* [Task requirements]: Can you set out every line of the items below as a numbered list, skipping blank lines and leaving the pictures out?

* [Dataset records]:
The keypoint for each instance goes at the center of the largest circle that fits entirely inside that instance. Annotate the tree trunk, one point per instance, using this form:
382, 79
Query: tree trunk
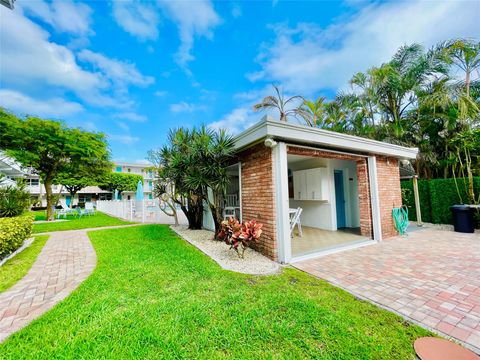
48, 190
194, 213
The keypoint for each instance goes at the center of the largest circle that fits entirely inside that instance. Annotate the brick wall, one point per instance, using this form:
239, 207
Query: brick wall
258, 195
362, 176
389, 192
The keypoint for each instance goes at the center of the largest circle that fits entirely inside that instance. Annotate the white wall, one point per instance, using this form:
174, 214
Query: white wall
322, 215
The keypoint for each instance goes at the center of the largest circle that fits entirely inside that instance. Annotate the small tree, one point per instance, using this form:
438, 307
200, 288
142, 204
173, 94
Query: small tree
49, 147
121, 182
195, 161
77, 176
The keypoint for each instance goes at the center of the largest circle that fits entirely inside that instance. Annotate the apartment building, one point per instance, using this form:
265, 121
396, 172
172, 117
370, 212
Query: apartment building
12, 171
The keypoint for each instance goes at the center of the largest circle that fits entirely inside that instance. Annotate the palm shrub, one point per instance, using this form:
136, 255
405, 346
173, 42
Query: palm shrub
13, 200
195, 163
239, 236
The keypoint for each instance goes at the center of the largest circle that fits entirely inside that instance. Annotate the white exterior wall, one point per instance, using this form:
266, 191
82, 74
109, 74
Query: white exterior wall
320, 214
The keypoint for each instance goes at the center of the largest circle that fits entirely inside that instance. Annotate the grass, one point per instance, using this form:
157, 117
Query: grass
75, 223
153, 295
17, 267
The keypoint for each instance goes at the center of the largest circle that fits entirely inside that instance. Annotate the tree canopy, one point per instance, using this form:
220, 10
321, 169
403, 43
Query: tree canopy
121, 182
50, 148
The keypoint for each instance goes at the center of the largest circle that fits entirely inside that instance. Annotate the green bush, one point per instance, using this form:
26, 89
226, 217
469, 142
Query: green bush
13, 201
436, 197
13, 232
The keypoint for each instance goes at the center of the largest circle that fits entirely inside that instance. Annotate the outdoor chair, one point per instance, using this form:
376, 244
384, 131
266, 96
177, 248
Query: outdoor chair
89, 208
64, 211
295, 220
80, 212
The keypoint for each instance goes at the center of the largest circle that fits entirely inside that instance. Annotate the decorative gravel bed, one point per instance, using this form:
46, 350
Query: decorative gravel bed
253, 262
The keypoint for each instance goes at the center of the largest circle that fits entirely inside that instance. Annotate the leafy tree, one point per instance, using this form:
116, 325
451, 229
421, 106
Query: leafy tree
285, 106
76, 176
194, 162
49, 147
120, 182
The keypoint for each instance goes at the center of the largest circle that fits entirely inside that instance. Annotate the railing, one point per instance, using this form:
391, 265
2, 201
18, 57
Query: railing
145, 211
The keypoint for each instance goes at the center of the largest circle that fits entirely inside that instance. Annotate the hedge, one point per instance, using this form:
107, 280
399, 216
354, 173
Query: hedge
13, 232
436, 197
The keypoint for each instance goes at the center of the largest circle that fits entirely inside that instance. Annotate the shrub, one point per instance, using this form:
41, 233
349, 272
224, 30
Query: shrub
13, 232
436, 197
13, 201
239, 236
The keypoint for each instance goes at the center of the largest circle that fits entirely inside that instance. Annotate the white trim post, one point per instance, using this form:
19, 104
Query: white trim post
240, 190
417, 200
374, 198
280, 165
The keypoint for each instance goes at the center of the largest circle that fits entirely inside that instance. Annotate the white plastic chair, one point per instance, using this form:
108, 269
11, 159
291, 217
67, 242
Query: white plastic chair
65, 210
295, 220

* [Exercise response]:
1. The keypoint for each instance goes at the center of the largest circle that fits entirely inside that instance. Annotate the tree trunk, one point per instance, using this form:
2. 382, 79
3. Query: tree trunk
4. 48, 190
5. 194, 213
6. The keypoint for each instance goes at the center of the largest circle that fits entirely inside that instance. Annotate the brick wall, one point per instance, using this form:
7. 239, 207
8. Query: brick wall
9. 258, 195
10. 362, 176
11. 389, 192
12. The keypoint for each instance goes at the center of the largest circle that fits entirely inside that instance. Annotate the white wall, one point per instance, using this form:
13. 174, 214
14. Query: white wall
15. 322, 215
16. The keypoint for each instance goes at the center of the largest circle that fits entirely inside that instance. Annotate the small tree, one point per instance, using this form:
17. 438, 307
18. 200, 288
19. 142, 204
20. 173, 94
21. Query: small tree
22. 49, 147
23. 121, 182
24. 195, 161
25. 77, 176
26. The keypoint for each instance goes at the center of the largest circle that fits entirely inside that instance. Annotate the apartment building, one point per instance, using this form:
27. 265, 121
28. 396, 172
29. 172, 117
30. 370, 212
31. Query: apartment building
32. 12, 171
33. The keypoint for each instance goes at the center of the largest circle that fits entirely inside that instance. Annotate the palm shrub, one point per instance, using this form:
34. 136, 255
35. 405, 346
36. 173, 42
37. Query: palm shrub
38. 13, 200
39. 195, 163
40. 239, 236
41. The keypoint for each instance goes at the center of the largest circle that fits entirely inside that instance. Annotate the white exterior wall, one point per instance, using this form:
42. 266, 191
43. 82, 74
44. 109, 74
45. Query: white exterior wall
46. 320, 214
47. The keypoint for each instance goes at the center of the largest circle that fits entirely inside that instance. Annotate the grass, one point per instance, using this form:
48. 157, 117
49. Query: grass
50. 75, 223
51. 153, 295
52. 17, 267
53. The keypoint for each instance goes at the center of the largest circle that fits entirely inside that instance. Annotate the tree canopy, one point per instance, using this form:
54. 220, 10
55. 321, 169
56. 403, 43
57. Query: tree canopy
58. 121, 182
59. 50, 148
60. The keypoint for each instance goes at the center of the largest circle that fits entirely inside that instance. Annotate the green bush, one point per instance, using this form:
61. 26, 89
62. 226, 217
63. 469, 142
64. Query: green bush
65. 13, 201
66. 436, 197
67. 13, 232
68. The keypoint for each instance goes at the center of the largest circle that fits entirely inside that instance. Annotate the outdoor chair, one point per instance, using this form:
69. 376, 244
70. 384, 131
71. 266, 96
72. 177, 248
73. Query: outdoor chair
74. 89, 208
75. 64, 211
76. 295, 220
77. 80, 212
78. The keypoint for each instance goes at the center of the largest circle that fits entirely inside that instance. Annotate the decorative gravel bed, one point per instance, using this form:
79. 46, 350
80. Query: decorative gravel bed
81. 253, 262
82. The keypoint for each instance goes at the center of the largest circle that fits entirely inside that instance. Annotate the leafy tree, one point per instance, using this form:
83. 116, 325
84. 451, 229
85. 421, 106
86. Query: leafy tree
87. 285, 106
88. 76, 176
89. 194, 162
90. 49, 147
91. 120, 182
92. The keypoint for each instance goes at the center of the largest circle that fits entirely inside that instance. Annotate the railing, one point per instance, using this form:
93. 391, 265
94. 2, 201
95. 18, 57
96. Query: railing
97. 145, 211
98. The keypoint for each instance goes at the center of the largest circle that fits entirely inside that instance. Annotate the hedge, one point per instance, using this form:
99. 107, 280
100. 399, 216
101. 354, 173
102. Query: hedge
103. 13, 232
104. 436, 197
105. The keypoint for each instance goes at the center of the largest circle that fits entirely inside that instance. Annotate the shrub, one point per instance, using this form:
106. 41, 233
107. 349, 272
108. 224, 30
109. Query: shrub
110. 13, 232
111. 436, 197
112. 13, 201
113. 239, 236
114. The keypoint for each instance goes at the center of the largest circle that fits entirely inside that instance. Annotate the white trim post, one point per instance, using this form:
115. 19, 104
116. Query: white trim post
117. 240, 190
118. 417, 200
119. 374, 198
120. 280, 165
121. The keypoint for each instance goes at the center of the largest circle that fits entirely inside that instance. Annotate the white plastic chair, one point per instance, using this form:
122. 108, 269
123. 11, 159
124. 291, 217
125. 67, 242
126. Query: white plastic chair
127. 65, 210
128. 295, 220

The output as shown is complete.